Pull out and copy every line in the listing below that contains the string "blue". Treat uppercase and lowercase as different.

──────── THE RECORDS ────────

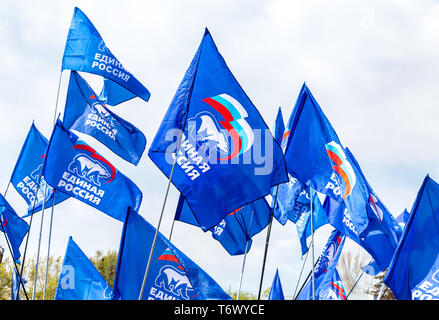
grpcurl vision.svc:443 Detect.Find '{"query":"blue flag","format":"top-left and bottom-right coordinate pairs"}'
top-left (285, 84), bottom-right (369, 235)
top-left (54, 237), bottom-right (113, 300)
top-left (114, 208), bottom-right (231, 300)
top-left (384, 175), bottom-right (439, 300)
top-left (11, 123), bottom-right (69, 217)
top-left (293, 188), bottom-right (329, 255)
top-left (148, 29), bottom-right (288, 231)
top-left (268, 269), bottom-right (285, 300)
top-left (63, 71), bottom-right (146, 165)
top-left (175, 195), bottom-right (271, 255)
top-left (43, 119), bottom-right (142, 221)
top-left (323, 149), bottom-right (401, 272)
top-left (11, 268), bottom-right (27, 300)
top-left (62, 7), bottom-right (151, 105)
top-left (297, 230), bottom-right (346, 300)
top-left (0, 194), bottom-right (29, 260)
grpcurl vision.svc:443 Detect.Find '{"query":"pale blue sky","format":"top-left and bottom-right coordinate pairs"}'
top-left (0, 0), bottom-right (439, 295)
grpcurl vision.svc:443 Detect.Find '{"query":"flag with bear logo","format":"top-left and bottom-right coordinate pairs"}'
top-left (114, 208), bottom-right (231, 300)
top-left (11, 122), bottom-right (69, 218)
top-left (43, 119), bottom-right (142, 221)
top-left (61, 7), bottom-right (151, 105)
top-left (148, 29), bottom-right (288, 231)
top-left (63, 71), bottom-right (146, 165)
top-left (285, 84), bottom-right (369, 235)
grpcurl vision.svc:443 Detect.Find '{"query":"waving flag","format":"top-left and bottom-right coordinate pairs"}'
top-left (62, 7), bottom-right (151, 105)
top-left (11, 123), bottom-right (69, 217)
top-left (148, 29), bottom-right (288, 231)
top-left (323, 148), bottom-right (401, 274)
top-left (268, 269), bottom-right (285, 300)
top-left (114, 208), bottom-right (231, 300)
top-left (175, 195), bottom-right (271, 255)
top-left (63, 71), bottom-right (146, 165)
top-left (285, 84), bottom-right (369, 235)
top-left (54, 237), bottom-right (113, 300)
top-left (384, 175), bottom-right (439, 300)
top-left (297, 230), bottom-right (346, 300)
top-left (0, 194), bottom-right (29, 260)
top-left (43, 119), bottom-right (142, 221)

────────

### SOLUTION TO THIS PROBLEM
grpcurl vision.svc:443 Detect.Find '{"query":"blue flag","format":"top-left and bottom-right coordinate pairs"}'
grpcurl vision.svc:443 Detect.Find '{"query":"pale blue sky","format":"top-left and bottom-right coordinate pairs"}'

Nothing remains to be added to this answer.